To be done:
Which lines of the listing below contain the word "cluster"? Pull out each one and copy it in full.

=-=-=

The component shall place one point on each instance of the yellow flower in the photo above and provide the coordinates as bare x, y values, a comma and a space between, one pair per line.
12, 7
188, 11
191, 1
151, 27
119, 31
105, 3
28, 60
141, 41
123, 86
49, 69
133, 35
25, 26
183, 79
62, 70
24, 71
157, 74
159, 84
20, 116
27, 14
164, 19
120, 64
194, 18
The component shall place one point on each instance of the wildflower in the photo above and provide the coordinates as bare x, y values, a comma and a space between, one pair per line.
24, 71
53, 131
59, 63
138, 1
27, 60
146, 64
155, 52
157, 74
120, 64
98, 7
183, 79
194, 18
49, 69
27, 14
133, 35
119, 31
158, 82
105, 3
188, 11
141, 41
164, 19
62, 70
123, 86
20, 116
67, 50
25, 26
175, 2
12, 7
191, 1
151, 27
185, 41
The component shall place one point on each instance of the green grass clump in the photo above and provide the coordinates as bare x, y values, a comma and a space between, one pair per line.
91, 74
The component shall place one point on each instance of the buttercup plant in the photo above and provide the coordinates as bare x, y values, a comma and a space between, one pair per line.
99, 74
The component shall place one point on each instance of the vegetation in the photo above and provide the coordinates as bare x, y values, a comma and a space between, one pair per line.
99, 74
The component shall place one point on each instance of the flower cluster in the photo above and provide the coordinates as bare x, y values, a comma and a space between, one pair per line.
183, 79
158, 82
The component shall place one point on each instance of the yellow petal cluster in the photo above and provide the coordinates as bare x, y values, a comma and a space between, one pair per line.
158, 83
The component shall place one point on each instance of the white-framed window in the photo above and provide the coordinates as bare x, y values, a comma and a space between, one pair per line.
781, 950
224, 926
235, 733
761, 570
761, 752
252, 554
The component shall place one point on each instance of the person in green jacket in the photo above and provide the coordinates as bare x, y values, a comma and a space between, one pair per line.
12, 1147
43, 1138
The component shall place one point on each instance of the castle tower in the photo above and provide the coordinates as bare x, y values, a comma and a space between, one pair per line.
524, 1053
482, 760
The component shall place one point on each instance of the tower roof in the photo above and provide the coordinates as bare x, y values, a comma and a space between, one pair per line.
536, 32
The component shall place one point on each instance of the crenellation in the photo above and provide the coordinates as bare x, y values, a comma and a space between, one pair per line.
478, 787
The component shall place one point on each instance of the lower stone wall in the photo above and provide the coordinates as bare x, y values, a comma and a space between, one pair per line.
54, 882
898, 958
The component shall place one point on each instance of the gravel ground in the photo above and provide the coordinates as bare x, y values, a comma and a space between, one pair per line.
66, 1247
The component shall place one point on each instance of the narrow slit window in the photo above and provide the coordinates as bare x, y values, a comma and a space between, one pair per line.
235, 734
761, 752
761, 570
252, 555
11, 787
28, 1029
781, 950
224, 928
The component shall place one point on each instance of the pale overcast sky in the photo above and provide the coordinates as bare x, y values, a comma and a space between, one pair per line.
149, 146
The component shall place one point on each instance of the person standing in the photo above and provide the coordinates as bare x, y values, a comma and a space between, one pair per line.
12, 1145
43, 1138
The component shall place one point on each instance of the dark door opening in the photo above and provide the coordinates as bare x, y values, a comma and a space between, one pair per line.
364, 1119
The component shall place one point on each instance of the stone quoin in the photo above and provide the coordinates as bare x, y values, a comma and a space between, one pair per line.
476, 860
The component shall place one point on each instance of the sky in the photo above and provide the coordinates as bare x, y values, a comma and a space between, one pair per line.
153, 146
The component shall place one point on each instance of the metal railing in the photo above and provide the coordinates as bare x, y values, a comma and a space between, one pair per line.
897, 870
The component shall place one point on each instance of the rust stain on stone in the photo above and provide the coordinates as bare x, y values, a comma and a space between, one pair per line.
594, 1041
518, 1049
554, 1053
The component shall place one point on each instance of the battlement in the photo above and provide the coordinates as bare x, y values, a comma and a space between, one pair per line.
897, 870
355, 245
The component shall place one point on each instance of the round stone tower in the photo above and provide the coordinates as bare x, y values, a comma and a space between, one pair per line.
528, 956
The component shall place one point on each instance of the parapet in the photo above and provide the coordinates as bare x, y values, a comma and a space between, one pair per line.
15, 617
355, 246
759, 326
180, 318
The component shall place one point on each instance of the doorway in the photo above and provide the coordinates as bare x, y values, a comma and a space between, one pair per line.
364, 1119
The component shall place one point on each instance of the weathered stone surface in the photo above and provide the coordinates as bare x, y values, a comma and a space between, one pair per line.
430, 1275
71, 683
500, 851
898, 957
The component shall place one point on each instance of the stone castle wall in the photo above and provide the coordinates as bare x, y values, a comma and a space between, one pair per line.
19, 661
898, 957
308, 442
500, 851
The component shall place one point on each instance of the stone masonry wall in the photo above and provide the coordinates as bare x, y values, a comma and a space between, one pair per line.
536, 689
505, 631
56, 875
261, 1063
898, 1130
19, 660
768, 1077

=-=-=

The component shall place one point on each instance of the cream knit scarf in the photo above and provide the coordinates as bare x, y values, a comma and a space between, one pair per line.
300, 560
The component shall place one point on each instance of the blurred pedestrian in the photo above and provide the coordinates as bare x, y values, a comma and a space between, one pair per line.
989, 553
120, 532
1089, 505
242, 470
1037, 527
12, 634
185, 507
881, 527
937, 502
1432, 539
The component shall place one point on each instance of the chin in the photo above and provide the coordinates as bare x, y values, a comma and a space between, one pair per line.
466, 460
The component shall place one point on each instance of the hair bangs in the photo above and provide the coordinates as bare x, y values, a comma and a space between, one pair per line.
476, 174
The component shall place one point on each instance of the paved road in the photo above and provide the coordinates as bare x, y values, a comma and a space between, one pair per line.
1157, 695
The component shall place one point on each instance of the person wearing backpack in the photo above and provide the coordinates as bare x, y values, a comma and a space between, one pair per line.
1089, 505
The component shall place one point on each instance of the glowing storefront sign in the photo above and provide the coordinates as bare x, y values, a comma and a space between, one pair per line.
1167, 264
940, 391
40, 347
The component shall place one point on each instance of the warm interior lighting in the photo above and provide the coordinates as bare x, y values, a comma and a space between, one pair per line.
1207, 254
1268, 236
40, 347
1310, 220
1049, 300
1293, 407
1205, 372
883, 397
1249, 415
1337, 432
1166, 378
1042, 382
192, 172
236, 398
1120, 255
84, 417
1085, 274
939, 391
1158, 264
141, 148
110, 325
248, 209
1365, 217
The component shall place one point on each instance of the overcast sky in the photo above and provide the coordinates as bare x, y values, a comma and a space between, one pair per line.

=-=-=

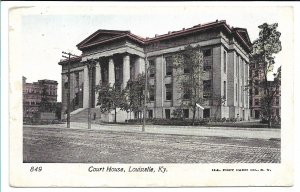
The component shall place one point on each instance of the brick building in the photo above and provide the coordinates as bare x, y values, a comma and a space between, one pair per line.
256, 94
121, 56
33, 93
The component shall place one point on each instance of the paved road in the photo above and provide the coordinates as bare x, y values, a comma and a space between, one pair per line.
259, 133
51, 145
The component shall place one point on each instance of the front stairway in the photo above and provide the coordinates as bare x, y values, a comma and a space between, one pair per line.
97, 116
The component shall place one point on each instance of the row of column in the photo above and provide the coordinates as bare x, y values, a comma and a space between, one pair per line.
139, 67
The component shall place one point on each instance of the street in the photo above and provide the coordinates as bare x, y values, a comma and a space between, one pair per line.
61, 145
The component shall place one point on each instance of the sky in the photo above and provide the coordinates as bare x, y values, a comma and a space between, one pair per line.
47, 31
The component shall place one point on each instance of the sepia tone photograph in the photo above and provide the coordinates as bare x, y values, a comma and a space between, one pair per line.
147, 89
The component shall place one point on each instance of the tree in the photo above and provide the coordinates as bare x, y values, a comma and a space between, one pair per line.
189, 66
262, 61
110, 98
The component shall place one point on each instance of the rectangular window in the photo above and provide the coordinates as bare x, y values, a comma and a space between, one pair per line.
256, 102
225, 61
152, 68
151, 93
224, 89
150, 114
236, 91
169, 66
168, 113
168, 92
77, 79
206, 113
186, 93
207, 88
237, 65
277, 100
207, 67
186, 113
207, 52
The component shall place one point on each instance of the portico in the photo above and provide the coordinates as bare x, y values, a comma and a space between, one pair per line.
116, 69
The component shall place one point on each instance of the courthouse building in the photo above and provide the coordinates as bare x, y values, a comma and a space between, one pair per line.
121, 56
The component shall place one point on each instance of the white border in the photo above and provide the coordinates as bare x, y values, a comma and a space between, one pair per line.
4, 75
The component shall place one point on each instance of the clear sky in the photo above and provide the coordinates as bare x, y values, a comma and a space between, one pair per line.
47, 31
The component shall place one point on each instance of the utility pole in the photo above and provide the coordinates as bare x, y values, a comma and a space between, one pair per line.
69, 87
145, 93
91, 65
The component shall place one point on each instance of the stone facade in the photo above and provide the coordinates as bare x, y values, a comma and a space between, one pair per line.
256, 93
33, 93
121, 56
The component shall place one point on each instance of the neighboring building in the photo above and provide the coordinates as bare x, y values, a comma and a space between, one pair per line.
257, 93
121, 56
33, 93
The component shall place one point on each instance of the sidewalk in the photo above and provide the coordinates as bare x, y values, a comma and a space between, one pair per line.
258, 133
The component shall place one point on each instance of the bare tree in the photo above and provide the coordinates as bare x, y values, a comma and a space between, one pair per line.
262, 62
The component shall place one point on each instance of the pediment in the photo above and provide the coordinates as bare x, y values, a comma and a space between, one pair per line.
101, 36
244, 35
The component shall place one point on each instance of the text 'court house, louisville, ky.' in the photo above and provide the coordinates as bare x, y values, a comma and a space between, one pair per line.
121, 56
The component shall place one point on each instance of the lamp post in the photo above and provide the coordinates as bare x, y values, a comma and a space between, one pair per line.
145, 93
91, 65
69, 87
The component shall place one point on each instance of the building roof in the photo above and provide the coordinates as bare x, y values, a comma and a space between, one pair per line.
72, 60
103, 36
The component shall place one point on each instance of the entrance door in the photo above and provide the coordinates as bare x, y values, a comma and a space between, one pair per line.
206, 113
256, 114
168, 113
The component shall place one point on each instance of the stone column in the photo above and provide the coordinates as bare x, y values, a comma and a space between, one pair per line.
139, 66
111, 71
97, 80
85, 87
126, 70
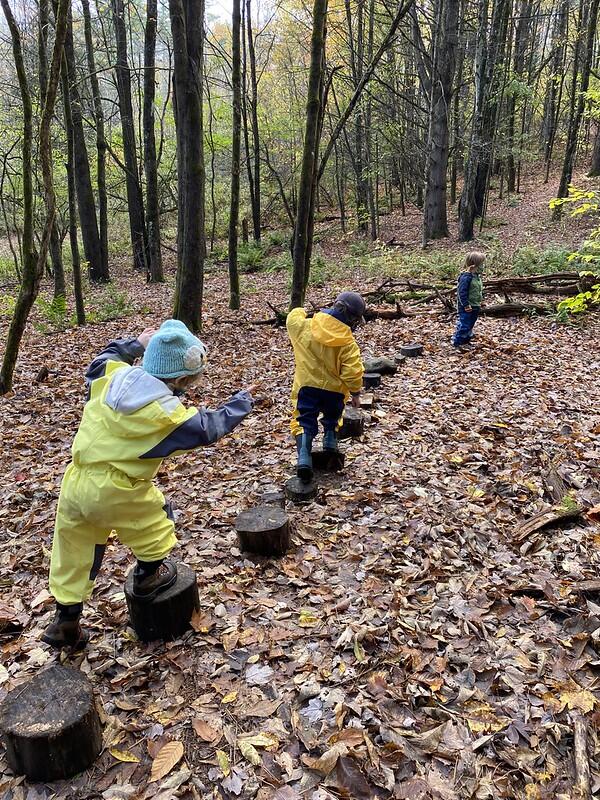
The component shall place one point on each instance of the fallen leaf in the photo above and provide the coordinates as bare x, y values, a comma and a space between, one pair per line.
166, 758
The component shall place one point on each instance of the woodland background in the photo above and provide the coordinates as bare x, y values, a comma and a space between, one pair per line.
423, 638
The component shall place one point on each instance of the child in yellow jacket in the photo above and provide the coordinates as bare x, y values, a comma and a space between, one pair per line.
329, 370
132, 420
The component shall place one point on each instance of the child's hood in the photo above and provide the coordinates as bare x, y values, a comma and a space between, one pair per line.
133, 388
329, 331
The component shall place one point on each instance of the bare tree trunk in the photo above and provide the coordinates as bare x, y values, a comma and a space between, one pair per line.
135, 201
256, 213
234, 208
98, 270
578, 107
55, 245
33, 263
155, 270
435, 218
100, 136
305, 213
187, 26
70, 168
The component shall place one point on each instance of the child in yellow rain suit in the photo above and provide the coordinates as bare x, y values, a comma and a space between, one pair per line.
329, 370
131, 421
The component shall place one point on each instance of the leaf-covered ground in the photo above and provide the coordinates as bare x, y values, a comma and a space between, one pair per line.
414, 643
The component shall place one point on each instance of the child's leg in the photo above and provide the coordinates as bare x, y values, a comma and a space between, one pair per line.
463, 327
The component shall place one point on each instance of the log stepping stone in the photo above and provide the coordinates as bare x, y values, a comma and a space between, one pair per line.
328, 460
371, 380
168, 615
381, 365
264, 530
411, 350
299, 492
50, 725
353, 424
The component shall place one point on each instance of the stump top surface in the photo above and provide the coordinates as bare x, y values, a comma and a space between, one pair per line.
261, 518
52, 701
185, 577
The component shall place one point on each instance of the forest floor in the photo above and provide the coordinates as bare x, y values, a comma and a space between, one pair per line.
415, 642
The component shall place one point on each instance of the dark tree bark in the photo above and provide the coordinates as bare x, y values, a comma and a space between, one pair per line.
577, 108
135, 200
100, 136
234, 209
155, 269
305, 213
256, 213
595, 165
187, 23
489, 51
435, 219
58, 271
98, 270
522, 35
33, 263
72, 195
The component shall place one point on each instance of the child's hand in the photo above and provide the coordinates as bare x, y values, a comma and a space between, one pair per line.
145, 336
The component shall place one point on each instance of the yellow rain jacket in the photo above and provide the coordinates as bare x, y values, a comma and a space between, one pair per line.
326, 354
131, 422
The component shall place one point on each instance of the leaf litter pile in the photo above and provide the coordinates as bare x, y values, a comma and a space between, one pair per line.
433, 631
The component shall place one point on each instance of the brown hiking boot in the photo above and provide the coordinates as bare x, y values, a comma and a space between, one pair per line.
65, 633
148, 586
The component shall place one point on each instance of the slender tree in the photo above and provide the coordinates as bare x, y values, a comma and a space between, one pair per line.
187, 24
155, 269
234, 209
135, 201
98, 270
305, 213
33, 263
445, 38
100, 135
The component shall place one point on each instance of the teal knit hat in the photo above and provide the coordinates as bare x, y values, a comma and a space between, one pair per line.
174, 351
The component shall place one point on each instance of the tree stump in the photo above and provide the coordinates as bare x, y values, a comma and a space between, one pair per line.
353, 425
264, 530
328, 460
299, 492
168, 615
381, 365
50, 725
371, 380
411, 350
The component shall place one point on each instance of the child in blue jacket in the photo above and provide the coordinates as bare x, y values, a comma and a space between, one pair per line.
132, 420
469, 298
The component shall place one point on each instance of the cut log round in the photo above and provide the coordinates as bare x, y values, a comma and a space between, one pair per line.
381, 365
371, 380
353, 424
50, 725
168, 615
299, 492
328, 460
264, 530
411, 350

=-=-=

Correct answer:
The component shall place one point on each instance of the flower cluster in the photo above and provide the coordinates as bare x, y values, a comma and a space between, one pair per line.
The component shall place one point on each instance of the yellow petal cluster in the photo above and provide the coordinates as bare x, y values, a comma and a space between, one pair per line.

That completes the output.